**Directives**
1 > Reproduce verbatim the stretch of the Cocoon mailing-list message from "Interesting thoughts, especially" through "the Java platform.".
2 > Write the next part of the Cocoon mailing-list message, picking up after its final sentence.

[START Supplied passage]

I guess this e-mail is already long enough to cut it here. If you are interested in my ideas on providing functional implementation of sitemap (that would be inspired by some characteristics of bash) I could write a little bit more on it with some details.
Interesting thoughts, especially as I am myself interested in functional
programming, which I started with Javascript, then learned Erlang and
looked at Scala as a very interesting way to bring those programming
paradigms to the Java platform.
Now we have to think about what this community is about, and what we can
do to make it successful again. An open source community is a delicate
balance between interest of developers in developing the product, and
interest of users in actually using the product. The concept of
"interest" covers many different aspects: for developers, this includes
a combination of hacking pleasure, pure altruism, strengthening a
business related to the product, socializing with like-minded people,
etc. For users, it includes being able to be efficient and productive,
finding support from developers and other users, and being able to
understand the product to tune it and ultimately write bugfixes and
patches, opening the way to committership.
The Cocoon community has been a bit special in this regard, since Cocoon
allows to do quite complex stuff with a small amount of "code" (sitemap
and XSLT are code) and without requiring strong programming skills. I
remember someone sending a "Thank you" email, explaining how Cocoon
allowed him to do stuff he wouldn't have been able to do without it, and
thus start a consulting business that allowed him to work from home and
spend more time with his family. How rewarding for us developers! Cocoon
allows less skilled users to _do_ stuff, and skilled developers to be
highly productive. This is why this complex product attracted brillant
innovation but at the same time was more accessible to average people
than less sophisticated products.
Looking at our website, I think we have forgotten what forms our
community: "Apache Cocoon is a Spring-based framework (since version 2.2
of Cocoon) built around the concepts of separation of concerns and
component-based development. Cocoon implements these concepts around the
notion of component pipelines, each component on the pipeline
specializing on a particular operation."
Well, Cocoon old-timers understand what it means (at least roughly in my
case, as I never digged into blocks). Now put yourself as a newcomer,
especially a less skilled person representing the largest part of our
users. What the heck is this Cocoon stuff all about? What kind of
problems does it solve? How is it different/better than other products I
can find at Apache and elsewhere?
Cocoon has been very successful by being a superb integration platform
for everything that can be represented as XML, and there are blocks for
every Apache-compatible library that can produce or consume XML. Even
music, and I've seen people's jaws dropping when I showed them the Bach
prelude being processed in XSLT. Over time blocks have accumulated, the
framework has been abstracted and modularized to become even more
flexible and address even more problems, but this came with a price:
newcomers simply can't grasp what Cocoon is about.

[END Supplied passage]
[START Data shown]

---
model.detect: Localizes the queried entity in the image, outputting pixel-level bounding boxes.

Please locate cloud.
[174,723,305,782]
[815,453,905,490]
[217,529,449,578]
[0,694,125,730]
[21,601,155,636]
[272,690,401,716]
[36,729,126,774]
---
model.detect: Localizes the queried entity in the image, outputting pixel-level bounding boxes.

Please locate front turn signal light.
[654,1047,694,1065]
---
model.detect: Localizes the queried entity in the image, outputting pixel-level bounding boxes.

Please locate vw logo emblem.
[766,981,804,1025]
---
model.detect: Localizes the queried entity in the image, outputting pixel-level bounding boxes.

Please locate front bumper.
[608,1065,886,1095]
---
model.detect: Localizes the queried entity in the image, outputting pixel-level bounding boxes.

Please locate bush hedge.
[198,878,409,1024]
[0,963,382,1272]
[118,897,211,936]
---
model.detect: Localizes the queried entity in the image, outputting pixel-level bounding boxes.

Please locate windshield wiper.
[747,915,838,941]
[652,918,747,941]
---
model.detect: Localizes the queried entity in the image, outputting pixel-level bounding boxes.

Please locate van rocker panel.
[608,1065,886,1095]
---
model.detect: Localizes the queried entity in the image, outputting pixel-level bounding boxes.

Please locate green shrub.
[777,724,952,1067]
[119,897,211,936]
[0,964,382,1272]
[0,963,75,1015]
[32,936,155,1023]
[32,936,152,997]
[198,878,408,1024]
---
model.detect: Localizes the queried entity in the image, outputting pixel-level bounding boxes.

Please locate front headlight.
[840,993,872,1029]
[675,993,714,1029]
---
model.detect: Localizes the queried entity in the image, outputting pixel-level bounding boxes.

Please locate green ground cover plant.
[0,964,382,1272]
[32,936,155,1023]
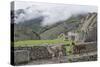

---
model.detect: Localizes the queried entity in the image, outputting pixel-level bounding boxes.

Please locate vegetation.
[14,39,72,47]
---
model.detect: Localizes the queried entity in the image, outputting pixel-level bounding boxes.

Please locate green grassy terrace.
[14,39,72,47]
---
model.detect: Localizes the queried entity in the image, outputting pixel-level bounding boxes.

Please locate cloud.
[15,1,97,26]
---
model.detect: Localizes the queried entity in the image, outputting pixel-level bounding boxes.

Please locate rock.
[14,50,30,64]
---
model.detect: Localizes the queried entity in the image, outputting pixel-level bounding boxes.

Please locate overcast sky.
[15,1,97,25]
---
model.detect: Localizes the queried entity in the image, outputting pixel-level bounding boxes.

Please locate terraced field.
[14,39,72,47]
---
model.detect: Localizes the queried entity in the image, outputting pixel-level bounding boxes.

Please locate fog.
[15,1,97,26]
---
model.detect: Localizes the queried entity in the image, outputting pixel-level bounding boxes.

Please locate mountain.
[80,13,97,42]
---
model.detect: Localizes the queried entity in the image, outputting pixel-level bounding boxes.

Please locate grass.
[14,39,71,47]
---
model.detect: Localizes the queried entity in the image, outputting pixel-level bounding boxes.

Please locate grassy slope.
[14,40,71,47]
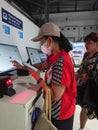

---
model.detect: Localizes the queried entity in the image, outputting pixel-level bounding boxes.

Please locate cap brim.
[31,36,43,42]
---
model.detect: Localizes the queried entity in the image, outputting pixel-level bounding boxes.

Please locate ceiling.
[6,0,98,26]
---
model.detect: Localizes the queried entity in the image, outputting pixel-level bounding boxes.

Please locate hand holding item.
[11,60,26,69]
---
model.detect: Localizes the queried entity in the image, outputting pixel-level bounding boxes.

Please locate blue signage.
[2,8,23,30]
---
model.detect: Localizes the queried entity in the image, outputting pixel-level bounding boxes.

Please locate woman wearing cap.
[12,22,76,130]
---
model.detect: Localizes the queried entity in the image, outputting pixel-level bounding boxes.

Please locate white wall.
[0,0,40,61]
[49,11,98,41]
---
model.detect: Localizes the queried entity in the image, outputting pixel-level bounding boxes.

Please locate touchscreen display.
[26,47,47,65]
[0,43,22,74]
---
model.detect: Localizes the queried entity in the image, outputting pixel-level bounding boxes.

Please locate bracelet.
[37,78,43,84]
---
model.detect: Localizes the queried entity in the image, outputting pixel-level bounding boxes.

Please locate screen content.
[26,47,47,65]
[0,43,22,74]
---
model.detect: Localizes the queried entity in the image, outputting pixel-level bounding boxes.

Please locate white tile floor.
[73,105,98,130]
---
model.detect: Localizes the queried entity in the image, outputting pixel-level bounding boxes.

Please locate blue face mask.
[41,41,51,55]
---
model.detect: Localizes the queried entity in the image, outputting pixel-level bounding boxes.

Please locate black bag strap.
[92,58,98,71]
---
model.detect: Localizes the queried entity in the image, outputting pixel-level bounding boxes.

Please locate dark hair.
[45,32,72,52]
[84,32,98,42]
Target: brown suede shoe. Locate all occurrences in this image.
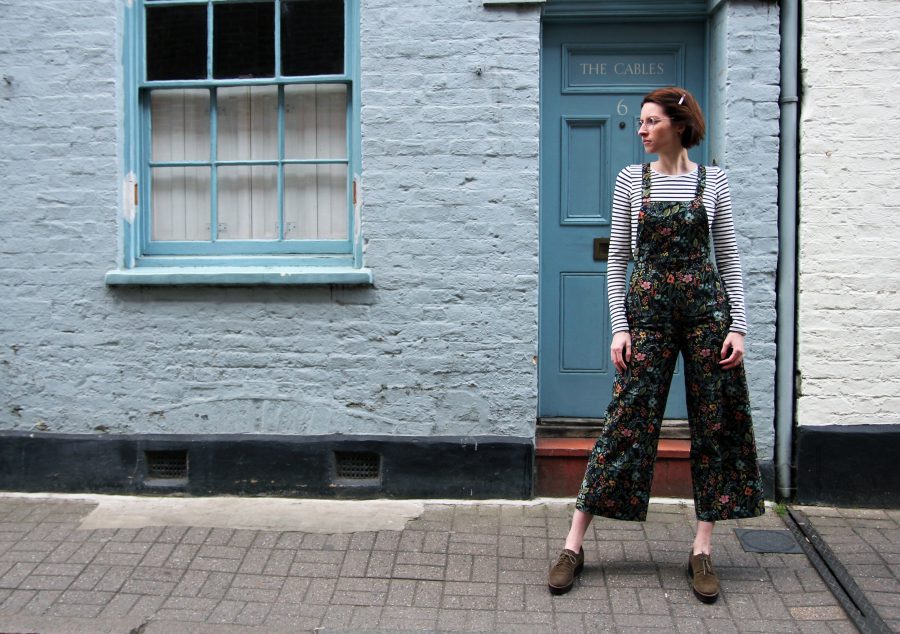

[END Data shown]

**Answers for the exercise**
1 >
Interesting thoughts, especially as I am myself interested in functional
programming, which I started with Javascript, then learned Erlang and
looked at Scala as a very interesting way to bring those programming
paradigms to the Java platform.

2 >
Also, Cocoon has been an incredible source of innovation, with its
component architecture, the ReSTful sitemap, the mighty (but complex)
portal, server-side scripting, continuations, etc. But the outside world
has also innovated, and new frameworks/techniques have emerged, at all
levels of the stack: Spring as a replacement for Avalon, Wicket for
complex forms, GWT and many others for Ajax, aggregated pages and
portals are now replaced with Ajax gadgets, etc.
The newer products aren't necessarily easier to use, but are probably
easier to grasp because they do less, or have more introductory
material, or are more "standard" (i.e. widely accepted, be it for good
reasons or not). There also has been simpler approaches such as Django,
Ruby on Rails, or the numerous PHP equivalents.
Coming back to the original proposal, my opinion is that writing Cocoon
in a functional language would be a fun exercise, but nobody would use
it because nobody in this community would understand it. Note that I say
_this_ community, since for example the CouchDB community happily hacks
hard-core functional Erlang.
Also we have to consider that the XML hype is fading away and that the
times of "everything can be represented as XML" are over, for good
reasons or not. Welcome JSON as a replacement to XML for data
interchange, because it's much more lightweight, native in browsers, and
more typed than XML (it has numbers, arrays, maps).
Considering this, my personal opinion is that XML pipelines still have a
value, but this value has been reduced back to the original goals of
Cocoon: document transformation for multiple presentations. But it's no
more good as the foundation of a whole application since other
techniques and new approaches (esp Ajax and JSON) have made it easier.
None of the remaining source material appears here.